> Aufgabe:
Wie viel höher ist laut dem Text über Batteriekühlung die Energiemenge, die beim Schnellladen in die Batterie fließt, im Vergleich zur Energieabgabe?

Immer mehr Elektroautos können an einer Schnellladeeinrichtung frische Energie tanken. Diese füllt mit einer Ladeleistung von mehreren hundert Kilowatt die Batterie beispielsweise innerhalb einer halben Stunde zu 80 Prozent. Die dabei in die Batterie strömende Energiemenge ist zwei- bis dreimal höher als in umgekehrter Richtung bei der Energieabgabe selbst unter Hochleistungsbedingungen, wenn etwa ein Elektrosportwagen die Nordschleife des Nürburgrings befährt. Bei diesem „Supercharging“ erwärmt sich daher die Batterie erheblich. Bei einem unzureichenden Kühlsystem kann sich das negativ unter anderem auf ihre Leistungsaufnahme und Lebensdauer auswirken. Gängige Flüssigkeitskühlsysteme, die komplette Batteriezellsysteme von außen kühlen, geraten an ihre Grenzen. Daher entwickeln Automobilhersteller zunehmend eine neuartige Flüssigkeitskühlung, die Zellen und deren elektrische Ableiter in das Kühlmedium einbettet („Battery Immersion Cooling“): Das Medium umströmt direkt die einzelnen Zellen und führt effektiv die freigesetzte Wärme ab.
Eignung von Polymermaterialien in „Immersion Cooling“-Systemen
Die in solchen Systemen verwendeten Kühlmedien haben andere chemische Eigenschaften als bisher verbreitete Medien. So müssen sie beispielsweise aufgrund des direkten Zellkontakts elektrisch isolierend sein. Die Fahrzeughersteller untersuchen mehrere und zum Teil neuartige Substanzklassen von Kühlmedien, die sich chemisch stark unterscheiden.
Dichtungselemente als essenzielle Bauteile für solche Kühlsysteme müssen in ihren chemischen Eigenschaften auf die Kühlmedien abgestimmt sein. Komponenten wie Verbindungselemente, Zellabstandhalter und Medienspeicher ebenfalls. Um eine breite Datenbasis für konkrete Kundenanfragen zu erhalten, haben die Experten der Materialvorentwicklung von Freudenberg Sealing Technologies daher in einer umfassend angelegten Studie die Eignung von Polymermaterialien für Medien untersucht, die in „Immersion Cooling“-Systemen eingesetzt werden.
Die für das Unternehmen relevanten Materialien wurden unterschiedlichen Fluiden ausgesetzt. Getestet wurden unter anderem isoparaffinische Öle sowie esterbasierte Öle, die für eine Batteriedirektkühlung spezifiziert sind und verbreitet genutzt werden. Neben den gebräuchlichsten Fluiden betrachteten die Materialprofis auch solche Typen, an denen die Entwicklungsabteilungen der Fluidhersteller derzeit arbeiten.

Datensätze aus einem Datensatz
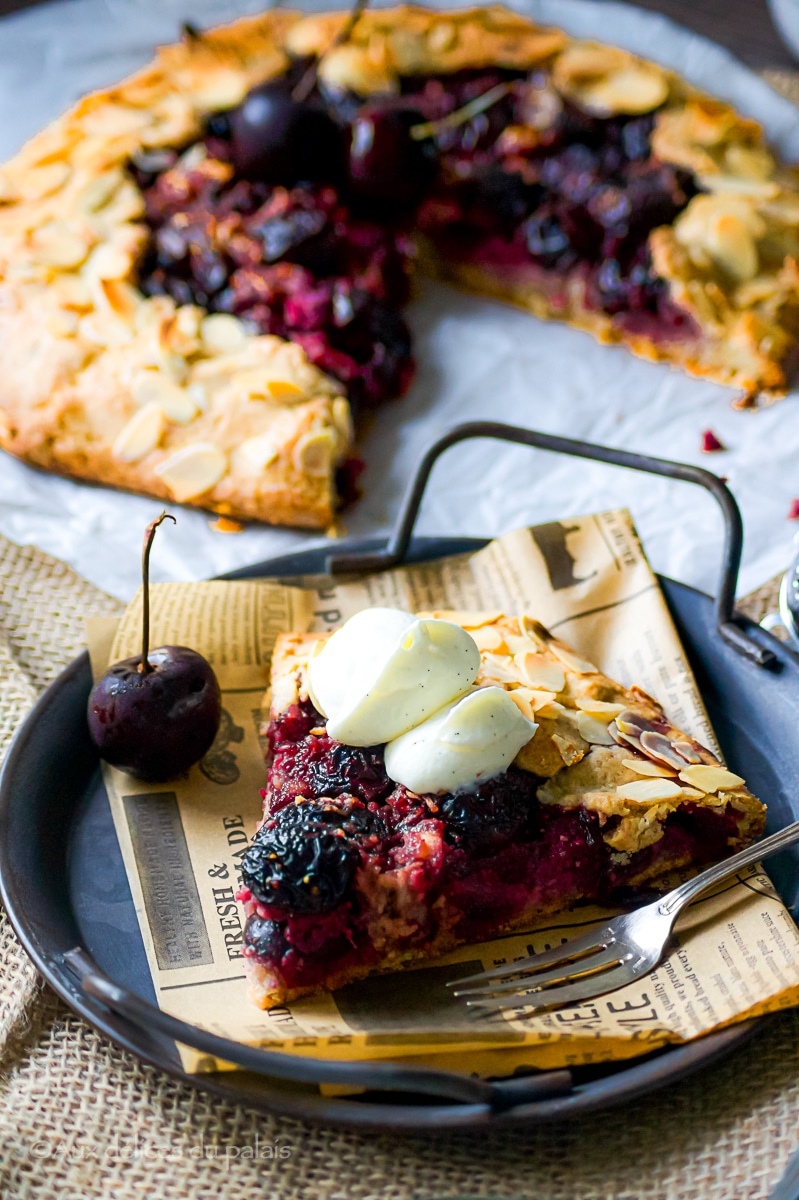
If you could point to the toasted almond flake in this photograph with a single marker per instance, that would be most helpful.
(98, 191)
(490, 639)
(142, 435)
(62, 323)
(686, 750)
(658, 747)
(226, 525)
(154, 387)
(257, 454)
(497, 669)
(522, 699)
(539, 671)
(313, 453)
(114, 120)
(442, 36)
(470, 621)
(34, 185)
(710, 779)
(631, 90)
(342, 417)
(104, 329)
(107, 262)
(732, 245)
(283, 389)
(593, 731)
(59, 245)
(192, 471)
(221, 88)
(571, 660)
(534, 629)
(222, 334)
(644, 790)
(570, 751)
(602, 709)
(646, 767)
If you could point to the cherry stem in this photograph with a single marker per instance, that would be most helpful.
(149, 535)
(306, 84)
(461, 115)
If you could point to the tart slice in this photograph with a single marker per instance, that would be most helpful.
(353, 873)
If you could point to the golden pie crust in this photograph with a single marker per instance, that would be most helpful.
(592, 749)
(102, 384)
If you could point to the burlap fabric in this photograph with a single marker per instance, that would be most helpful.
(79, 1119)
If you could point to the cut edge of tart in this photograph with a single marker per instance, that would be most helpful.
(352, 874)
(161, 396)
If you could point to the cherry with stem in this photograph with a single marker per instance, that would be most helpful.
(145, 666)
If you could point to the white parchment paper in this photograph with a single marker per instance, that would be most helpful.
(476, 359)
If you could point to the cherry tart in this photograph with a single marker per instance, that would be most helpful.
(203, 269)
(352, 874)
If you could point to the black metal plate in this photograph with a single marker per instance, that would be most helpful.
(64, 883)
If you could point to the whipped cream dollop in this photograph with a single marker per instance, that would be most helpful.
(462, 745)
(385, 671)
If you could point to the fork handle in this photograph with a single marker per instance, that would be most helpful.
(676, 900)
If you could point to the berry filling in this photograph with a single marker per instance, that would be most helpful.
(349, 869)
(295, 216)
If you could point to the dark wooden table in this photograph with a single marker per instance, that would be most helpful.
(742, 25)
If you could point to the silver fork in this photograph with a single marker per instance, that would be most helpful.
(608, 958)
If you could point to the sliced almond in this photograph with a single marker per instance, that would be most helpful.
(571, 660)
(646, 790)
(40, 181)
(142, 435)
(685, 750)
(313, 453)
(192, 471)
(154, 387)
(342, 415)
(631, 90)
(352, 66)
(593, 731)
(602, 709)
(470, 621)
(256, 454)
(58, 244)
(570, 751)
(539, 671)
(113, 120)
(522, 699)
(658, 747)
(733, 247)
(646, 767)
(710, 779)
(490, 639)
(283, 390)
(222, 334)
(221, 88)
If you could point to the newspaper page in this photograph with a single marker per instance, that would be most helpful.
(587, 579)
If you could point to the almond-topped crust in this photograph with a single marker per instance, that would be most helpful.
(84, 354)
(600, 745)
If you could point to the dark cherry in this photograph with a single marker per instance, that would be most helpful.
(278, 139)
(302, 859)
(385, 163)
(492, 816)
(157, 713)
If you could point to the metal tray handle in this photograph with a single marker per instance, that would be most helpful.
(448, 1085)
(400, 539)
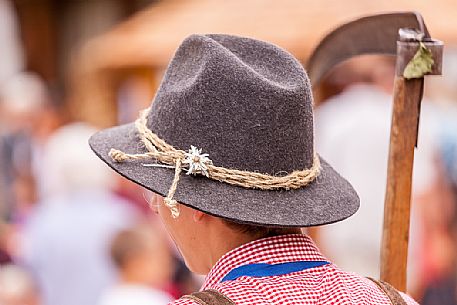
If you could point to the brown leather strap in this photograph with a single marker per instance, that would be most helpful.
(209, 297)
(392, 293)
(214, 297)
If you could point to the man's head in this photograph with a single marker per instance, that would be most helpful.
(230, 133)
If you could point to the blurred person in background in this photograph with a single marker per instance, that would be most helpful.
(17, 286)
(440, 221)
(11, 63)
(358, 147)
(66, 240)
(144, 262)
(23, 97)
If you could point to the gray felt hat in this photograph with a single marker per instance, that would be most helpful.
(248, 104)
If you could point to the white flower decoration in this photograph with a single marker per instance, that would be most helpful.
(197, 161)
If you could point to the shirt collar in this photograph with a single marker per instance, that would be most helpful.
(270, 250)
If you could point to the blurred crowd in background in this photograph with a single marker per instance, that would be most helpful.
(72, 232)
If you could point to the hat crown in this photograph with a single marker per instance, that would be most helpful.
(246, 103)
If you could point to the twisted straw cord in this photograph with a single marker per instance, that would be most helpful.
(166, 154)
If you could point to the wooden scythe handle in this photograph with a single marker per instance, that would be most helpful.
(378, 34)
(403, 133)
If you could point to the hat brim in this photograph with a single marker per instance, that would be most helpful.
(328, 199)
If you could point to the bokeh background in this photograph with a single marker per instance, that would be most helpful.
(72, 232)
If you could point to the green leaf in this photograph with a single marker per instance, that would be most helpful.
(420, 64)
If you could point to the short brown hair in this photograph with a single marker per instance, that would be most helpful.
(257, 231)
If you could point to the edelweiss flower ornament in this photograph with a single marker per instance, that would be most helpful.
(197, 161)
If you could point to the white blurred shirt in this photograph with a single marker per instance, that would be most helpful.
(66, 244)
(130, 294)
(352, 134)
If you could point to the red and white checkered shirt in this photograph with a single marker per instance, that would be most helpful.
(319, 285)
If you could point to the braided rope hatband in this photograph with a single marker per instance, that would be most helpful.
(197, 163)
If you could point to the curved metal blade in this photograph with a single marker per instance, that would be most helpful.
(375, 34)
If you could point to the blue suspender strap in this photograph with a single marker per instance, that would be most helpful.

> Antwort:
Sie ist zwei- bis dreimal höher.